---------- Record extracts

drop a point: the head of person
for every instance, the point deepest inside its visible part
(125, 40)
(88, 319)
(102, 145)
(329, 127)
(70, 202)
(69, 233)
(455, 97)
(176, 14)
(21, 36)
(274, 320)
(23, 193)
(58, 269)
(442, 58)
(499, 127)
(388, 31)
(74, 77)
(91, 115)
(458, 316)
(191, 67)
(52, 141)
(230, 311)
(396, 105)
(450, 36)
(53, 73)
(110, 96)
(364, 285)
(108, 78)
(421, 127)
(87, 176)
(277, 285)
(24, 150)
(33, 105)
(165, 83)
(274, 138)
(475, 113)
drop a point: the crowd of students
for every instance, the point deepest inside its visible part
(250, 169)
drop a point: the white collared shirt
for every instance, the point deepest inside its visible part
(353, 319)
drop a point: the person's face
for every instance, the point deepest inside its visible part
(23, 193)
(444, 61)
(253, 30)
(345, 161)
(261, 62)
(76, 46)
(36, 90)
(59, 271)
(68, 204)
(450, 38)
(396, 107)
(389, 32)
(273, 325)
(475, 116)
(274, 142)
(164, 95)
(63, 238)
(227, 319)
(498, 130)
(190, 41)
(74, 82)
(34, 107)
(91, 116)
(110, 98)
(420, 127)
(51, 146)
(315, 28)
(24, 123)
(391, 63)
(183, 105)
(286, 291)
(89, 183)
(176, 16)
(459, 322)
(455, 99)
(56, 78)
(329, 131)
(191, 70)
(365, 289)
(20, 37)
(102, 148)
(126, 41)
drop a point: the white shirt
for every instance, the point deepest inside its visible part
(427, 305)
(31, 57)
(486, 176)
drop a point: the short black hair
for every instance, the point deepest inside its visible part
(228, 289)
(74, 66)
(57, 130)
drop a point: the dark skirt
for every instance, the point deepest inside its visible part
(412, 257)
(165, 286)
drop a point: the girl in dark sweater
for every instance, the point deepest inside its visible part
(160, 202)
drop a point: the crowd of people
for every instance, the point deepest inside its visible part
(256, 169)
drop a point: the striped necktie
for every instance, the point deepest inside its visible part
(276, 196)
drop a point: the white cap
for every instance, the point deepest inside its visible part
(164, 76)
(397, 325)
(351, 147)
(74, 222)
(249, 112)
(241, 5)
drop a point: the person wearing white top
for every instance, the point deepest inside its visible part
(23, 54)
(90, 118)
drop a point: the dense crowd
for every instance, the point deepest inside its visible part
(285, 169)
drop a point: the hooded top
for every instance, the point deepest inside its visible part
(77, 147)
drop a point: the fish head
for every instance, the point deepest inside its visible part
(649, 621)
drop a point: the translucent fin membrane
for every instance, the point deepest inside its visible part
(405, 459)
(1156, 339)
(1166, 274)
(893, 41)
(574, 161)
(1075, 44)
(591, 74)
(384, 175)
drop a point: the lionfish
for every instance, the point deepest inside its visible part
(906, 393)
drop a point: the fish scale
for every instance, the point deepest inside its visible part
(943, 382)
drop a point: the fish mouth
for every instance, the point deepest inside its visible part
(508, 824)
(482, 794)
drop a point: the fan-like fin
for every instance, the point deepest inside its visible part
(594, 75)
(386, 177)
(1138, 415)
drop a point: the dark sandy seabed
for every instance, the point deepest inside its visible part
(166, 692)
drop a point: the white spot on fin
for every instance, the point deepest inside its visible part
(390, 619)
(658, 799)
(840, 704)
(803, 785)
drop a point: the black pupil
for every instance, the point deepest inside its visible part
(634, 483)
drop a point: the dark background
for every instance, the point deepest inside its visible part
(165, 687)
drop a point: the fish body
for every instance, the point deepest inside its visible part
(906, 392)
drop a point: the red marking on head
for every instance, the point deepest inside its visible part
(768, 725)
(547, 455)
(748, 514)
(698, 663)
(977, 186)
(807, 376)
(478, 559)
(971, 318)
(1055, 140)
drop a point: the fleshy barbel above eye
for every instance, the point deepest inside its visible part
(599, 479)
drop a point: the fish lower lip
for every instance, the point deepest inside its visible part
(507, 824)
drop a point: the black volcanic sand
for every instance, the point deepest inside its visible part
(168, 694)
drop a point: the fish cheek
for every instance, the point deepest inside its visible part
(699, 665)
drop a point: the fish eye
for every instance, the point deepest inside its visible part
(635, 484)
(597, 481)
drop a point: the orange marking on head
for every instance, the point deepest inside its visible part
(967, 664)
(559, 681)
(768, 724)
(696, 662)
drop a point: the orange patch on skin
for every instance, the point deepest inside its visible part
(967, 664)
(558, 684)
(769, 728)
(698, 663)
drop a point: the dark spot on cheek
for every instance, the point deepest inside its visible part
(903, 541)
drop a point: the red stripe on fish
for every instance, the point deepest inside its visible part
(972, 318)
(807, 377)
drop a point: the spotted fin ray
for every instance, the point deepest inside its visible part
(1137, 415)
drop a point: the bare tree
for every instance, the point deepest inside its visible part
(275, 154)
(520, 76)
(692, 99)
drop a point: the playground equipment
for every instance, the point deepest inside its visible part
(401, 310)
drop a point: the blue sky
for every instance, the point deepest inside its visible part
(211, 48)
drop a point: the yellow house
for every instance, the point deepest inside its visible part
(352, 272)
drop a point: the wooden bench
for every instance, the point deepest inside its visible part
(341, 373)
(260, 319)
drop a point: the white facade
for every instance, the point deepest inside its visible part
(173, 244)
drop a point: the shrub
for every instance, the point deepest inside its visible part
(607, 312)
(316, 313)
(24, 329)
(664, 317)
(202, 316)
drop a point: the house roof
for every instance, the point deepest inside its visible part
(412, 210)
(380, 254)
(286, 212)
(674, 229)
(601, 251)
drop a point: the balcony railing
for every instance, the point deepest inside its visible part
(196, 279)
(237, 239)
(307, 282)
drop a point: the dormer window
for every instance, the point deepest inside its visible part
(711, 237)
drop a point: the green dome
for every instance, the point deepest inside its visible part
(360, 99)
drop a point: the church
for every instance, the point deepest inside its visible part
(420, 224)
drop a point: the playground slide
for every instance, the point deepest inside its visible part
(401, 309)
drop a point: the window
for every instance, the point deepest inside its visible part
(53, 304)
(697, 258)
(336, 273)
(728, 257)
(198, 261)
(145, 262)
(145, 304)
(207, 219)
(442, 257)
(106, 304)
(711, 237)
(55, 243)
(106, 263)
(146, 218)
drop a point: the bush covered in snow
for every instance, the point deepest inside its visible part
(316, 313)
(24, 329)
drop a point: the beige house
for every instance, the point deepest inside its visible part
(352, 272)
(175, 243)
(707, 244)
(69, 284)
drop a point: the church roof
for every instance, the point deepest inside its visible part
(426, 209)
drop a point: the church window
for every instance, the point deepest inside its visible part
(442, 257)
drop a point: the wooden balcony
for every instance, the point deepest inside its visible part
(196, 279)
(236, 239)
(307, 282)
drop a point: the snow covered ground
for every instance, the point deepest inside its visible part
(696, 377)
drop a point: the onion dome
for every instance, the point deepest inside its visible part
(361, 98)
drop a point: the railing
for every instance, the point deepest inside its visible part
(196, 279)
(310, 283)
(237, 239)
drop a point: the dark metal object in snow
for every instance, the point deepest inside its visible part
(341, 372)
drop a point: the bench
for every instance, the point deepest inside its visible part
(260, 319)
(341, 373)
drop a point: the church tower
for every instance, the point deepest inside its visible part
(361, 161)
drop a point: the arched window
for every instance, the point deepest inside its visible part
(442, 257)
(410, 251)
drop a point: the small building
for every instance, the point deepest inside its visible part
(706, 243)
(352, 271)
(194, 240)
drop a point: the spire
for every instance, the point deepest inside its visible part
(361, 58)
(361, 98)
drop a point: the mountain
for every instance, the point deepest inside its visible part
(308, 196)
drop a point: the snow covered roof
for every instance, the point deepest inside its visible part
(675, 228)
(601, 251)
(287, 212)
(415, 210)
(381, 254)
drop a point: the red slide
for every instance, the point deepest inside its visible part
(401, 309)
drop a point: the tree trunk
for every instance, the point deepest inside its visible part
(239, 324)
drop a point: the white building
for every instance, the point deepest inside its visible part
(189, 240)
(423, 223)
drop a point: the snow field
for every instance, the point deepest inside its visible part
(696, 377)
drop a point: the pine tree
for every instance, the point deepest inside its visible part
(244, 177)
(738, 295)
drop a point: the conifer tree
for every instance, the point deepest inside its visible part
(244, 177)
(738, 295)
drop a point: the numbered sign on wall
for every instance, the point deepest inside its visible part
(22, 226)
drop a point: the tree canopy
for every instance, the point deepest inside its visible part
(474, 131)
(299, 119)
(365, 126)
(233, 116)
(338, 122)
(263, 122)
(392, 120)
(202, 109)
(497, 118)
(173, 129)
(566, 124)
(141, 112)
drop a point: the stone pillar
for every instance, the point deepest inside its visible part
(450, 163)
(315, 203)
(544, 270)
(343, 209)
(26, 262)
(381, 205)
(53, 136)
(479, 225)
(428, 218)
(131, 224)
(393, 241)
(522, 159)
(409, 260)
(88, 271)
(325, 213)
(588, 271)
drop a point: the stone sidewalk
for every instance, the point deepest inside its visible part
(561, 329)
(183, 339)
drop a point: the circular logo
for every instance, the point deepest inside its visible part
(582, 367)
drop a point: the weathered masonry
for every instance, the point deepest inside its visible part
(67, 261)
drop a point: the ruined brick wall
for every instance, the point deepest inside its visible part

--------------------

• Task instructions: Reproduce the lines from the line with "drop a point: the circular logo" through the last line, changing "weathered masonry" to "aged stonework" and leaving everything else as it is.

• Task response:
drop a point: the circular logo
for every instance, the point deepest inside its visible part
(582, 367)
drop a point: the aged stonework
for every instance, the point deepest inside its visible part
(67, 261)
drop a point: the ruined brick wall
for every instance, the point deepest inside its visible part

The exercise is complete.